WHAT THIS TASK INVOLVES =
Read the data and repeat all of it exactly.

INPUT RECORDS =
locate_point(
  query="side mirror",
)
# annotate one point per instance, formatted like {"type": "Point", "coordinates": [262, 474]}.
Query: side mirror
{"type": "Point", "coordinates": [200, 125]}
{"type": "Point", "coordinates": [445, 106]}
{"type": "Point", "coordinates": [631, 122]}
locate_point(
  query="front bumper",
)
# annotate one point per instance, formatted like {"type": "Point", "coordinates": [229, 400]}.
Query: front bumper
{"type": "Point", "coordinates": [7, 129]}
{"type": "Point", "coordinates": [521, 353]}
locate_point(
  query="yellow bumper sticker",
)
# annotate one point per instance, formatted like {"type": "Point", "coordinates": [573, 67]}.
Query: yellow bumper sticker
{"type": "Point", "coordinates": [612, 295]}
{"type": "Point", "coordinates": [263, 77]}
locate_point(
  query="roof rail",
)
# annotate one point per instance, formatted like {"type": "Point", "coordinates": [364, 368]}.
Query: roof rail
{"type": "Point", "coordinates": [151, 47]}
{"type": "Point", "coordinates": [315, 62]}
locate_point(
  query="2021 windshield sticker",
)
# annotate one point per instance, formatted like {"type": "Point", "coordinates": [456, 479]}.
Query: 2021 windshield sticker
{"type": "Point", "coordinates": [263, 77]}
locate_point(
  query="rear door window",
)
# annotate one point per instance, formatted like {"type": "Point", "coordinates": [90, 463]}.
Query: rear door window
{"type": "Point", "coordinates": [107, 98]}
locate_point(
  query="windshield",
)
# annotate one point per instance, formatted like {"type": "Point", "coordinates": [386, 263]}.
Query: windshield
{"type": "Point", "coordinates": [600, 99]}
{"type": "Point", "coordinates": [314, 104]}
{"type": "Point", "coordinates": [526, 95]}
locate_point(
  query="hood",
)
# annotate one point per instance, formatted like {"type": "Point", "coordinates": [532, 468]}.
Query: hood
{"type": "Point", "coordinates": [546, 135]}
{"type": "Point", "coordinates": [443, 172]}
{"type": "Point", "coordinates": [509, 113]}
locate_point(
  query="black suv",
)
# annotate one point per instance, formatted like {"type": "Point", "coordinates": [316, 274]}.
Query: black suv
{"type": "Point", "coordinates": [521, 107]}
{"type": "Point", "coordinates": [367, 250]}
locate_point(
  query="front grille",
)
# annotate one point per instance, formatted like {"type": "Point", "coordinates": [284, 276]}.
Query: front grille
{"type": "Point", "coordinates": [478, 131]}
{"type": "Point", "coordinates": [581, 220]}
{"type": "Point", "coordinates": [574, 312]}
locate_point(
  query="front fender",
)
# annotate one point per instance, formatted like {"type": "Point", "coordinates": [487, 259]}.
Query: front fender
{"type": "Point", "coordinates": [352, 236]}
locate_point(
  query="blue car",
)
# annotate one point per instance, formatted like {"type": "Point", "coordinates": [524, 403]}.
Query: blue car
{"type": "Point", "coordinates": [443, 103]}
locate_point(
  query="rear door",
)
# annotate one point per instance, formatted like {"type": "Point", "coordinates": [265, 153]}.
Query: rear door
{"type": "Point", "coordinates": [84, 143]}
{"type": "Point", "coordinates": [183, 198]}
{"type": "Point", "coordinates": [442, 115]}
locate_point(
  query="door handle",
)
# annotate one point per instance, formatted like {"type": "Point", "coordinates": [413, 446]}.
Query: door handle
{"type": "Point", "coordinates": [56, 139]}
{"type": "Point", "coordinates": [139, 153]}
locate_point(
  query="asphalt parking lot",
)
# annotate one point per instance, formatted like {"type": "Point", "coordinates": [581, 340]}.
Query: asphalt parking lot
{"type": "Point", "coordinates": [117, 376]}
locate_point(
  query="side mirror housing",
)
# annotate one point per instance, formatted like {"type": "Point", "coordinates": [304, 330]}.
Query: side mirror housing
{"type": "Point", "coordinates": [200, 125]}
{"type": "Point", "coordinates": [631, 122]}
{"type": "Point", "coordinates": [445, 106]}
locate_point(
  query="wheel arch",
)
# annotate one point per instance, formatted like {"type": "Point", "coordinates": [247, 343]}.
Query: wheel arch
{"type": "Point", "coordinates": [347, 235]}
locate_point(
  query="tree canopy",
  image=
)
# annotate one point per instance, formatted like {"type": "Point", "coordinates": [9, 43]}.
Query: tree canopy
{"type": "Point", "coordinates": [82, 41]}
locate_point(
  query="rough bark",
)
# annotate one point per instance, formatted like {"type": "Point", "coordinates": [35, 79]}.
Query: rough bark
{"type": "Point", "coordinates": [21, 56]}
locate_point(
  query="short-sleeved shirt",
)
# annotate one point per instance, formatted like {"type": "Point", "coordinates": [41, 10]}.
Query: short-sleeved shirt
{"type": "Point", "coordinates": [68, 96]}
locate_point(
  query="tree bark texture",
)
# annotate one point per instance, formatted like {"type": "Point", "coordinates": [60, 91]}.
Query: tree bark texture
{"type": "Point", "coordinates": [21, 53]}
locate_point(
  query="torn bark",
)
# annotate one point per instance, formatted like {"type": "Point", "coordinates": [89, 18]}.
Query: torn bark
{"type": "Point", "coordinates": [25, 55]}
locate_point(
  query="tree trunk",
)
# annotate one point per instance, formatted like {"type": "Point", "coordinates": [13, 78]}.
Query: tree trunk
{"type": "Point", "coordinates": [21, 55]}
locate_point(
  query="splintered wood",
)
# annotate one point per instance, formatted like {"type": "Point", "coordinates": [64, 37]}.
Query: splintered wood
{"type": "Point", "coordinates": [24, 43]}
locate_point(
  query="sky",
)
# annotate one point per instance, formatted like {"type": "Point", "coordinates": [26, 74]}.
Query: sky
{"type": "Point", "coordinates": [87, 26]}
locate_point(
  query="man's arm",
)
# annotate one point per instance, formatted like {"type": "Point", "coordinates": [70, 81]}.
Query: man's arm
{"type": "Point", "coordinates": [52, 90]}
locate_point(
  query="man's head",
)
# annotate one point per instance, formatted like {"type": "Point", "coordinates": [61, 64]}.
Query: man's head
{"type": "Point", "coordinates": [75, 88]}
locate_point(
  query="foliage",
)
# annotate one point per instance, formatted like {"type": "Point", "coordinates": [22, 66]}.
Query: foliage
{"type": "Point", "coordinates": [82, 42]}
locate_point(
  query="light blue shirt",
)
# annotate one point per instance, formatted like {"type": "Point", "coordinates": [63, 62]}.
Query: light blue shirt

COMPLETED EXERCISE =
locate_point(
  query="side mirror",
)
# annotate one point per instance, formatted like {"type": "Point", "coordinates": [262, 474]}.
Query: side mirror
{"type": "Point", "coordinates": [200, 125]}
{"type": "Point", "coordinates": [445, 106]}
{"type": "Point", "coordinates": [631, 122]}
locate_point(
  query="front bumper",
)
# annotate one point per instance, formatted like {"type": "Point", "coordinates": [229, 400]}.
Query: front bumper
{"type": "Point", "coordinates": [7, 129]}
{"type": "Point", "coordinates": [521, 353]}
locate_point(
  query="yellow bumper sticker",
)
# annotate one point per instance, formatted like {"type": "Point", "coordinates": [573, 67]}.
Query: yellow bumper sticker
{"type": "Point", "coordinates": [612, 295]}
{"type": "Point", "coordinates": [263, 77]}
locate_point(
  query="roof rail",
)
# annotate one point per instance, formatted like {"type": "Point", "coordinates": [364, 368]}.
Query: roof rail
{"type": "Point", "coordinates": [151, 47]}
{"type": "Point", "coordinates": [315, 62]}
locate_point(
  query="2021 windshield sticker",
)
# annotate one point per instance, formatted like {"type": "Point", "coordinates": [456, 479]}.
Query: 2021 windshield sticker
{"type": "Point", "coordinates": [263, 77]}
locate_point(
  query="rear door window",
)
# annotate one point per instance, formatted like {"type": "Point", "coordinates": [90, 463]}.
Query: rear door window
{"type": "Point", "coordinates": [107, 98]}
locate_point(
  query="windshield",
)
# annotate one point per instance, formatted like {"type": "Point", "coordinates": [386, 263]}.
Query: windshield
{"type": "Point", "coordinates": [600, 99]}
{"type": "Point", "coordinates": [314, 104]}
{"type": "Point", "coordinates": [526, 95]}
locate_point(
  query="hood",
)
# annotate one point per instance, formatted like {"type": "Point", "coordinates": [532, 468]}.
Query: hood
{"type": "Point", "coordinates": [546, 135]}
{"type": "Point", "coordinates": [443, 172]}
{"type": "Point", "coordinates": [509, 113]}
locate_point(
  query="black suv",
)
# annotate one point per instance, formatted like {"type": "Point", "coordinates": [316, 274]}.
Query: black suv
{"type": "Point", "coordinates": [521, 107]}
{"type": "Point", "coordinates": [367, 250]}
locate_point(
  query="front grille",
)
# annotate one point per instance, formatted like {"type": "Point", "coordinates": [284, 276]}.
Query: front grille
{"type": "Point", "coordinates": [478, 131]}
{"type": "Point", "coordinates": [581, 220]}
{"type": "Point", "coordinates": [574, 312]}
locate_point(
  query="front fender",
)
# annotate one point per instance, formatted like {"type": "Point", "coordinates": [487, 259]}.
Query: front fender
{"type": "Point", "coordinates": [352, 236]}
locate_point(
  query="blue car",
)
# annotate one point per instance, formatted like {"type": "Point", "coordinates": [524, 403]}.
Query: blue car
{"type": "Point", "coordinates": [443, 103]}
locate_point(
  query="rear door",
)
# annotate one point per instance, formatted like {"type": "Point", "coordinates": [265, 153]}.
Query: rear door
{"type": "Point", "coordinates": [84, 143]}
{"type": "Point", "coordinates": [183, 198]}
{"type": "Point", "coordinates": [442, 115]}
locate_point(
  query="door handle",
)
# annotate one point per instance, formatted like {"type": "Point", "coordinates": [413, 446]}.
Query: door handle
{"type": "Point", "coordinates": [56, 139]}
{"type": "Point", "coordinates": [139, 153]}
locate_point(
  query="asphalt parking lot",
)
# annotate one point per instance, formatted like {"type": "Point", "coordinates": [581, 340]}.
Query: asphalt parking lot
{"type": "Point", "coordinates": [117, 376]}
locate_point(
  query="side mirror housing",
)
# annotate one point per instance, formatted like {"type": "Point", "coordinates": [304, 330]}.
Query: side mirror housing
{"type": "Point", "coordinates": [200, 125]}
{"type": "Point", "coordinates": [631, 122]}
{"type": "Point", "coordinates": [445, 106]}
locate_point(
  query="wheel arch",
)
# annotate one point per instance, formatted like {"type": "Point", "coordinates": [247, 343]}.
Query: wheel arch
{"type": "Point", "coordinates": [347, 235]}
locate_point(
  query="tree canopy",
  image=
)
# annotate one point per instance, formatted like {"type": "Point", "coordinates": [9, 43]}.
Query: tree canopy
{"type": "Point", "coordinates": [82, 41]}
locate_point(
  query="rough bark",
)
# annotate one point per instance, formatted like {"type": "Point", "coordinates": [35, 79]}.
Query: rough bark
{"type": "Point", "coordinates": [21, 56]}
locate_point(
  query="short-sleeved shirt",
)
# annotate one point per instance, formatted like {"type": "Point", "coordinates": [41, 10]}.
Query: short-sleeved shirt
{"type": "Point", "coordinates": [68, 96]}
locate_point(
  query="tree bark texture",
)
# annotate one point per instance, formatted like {"type": "Point", "coordinates": [60, 91]}.
Query: tree bark texture
{"type": "Point", "coordinates": [21, 53]}
locate_point(
  query="torn bark",
)
# annotate one point per instance, formatted like {"type": "Point", "coordinates": [89, 18]}.
Query: torn bark
{"type": "Point", "coordinates": [25, 55]}
locate_point(
  query="tree trunk",
)
# annotate one point per instance, formatted like {"type": "Point", "coordinates": [13, 78]}.
Query: tree trunk
{"type": "Point", "coordinates": [21, 55]}
locate_point(
  query="splintered wood",
)
# annotate one point per instance, formatted like {"type": "Point", "coordinates": [64, 37]}.
Query: splintered wood
{"type": "Point", "coordinates": [24, 43]}
locate_point(
  query="sky",
)
# annotate one point per instance, formatted like {"type": "Point", "coordinates": [26, 74]}.
Query: sky
{"type": "Point", "coordinates": [87, 26]}
locate_point(
  query="man's arm",
)
# annotate one point per instance, formatted like {"type": "Point", "coordinates": [70, 81]}.
Query: man's arm
{"type": "Point", "coordinates": [52, 90]}
locate_point(
  query="man's head",
)
# annotate one point per instance, formatted like {"type": "Point", "coordinates": [61, 64]}.
Query: man's head
{"type": "Point", "coordinates": [75, 88]}
locate_point(
  query="foliage",
)
# annotate one point per instance, formatted like {"type": "Point", "coordinates": [22, 66]}.
Query: foliage
{"type": "Point", "coordinates": [82, 42]}
locate_point(
  query="light blue shirt",
)
# annotate one point per instance, formatted like {"type": "Point", "coordinates": [63, 62]}.
Query: light blue shirt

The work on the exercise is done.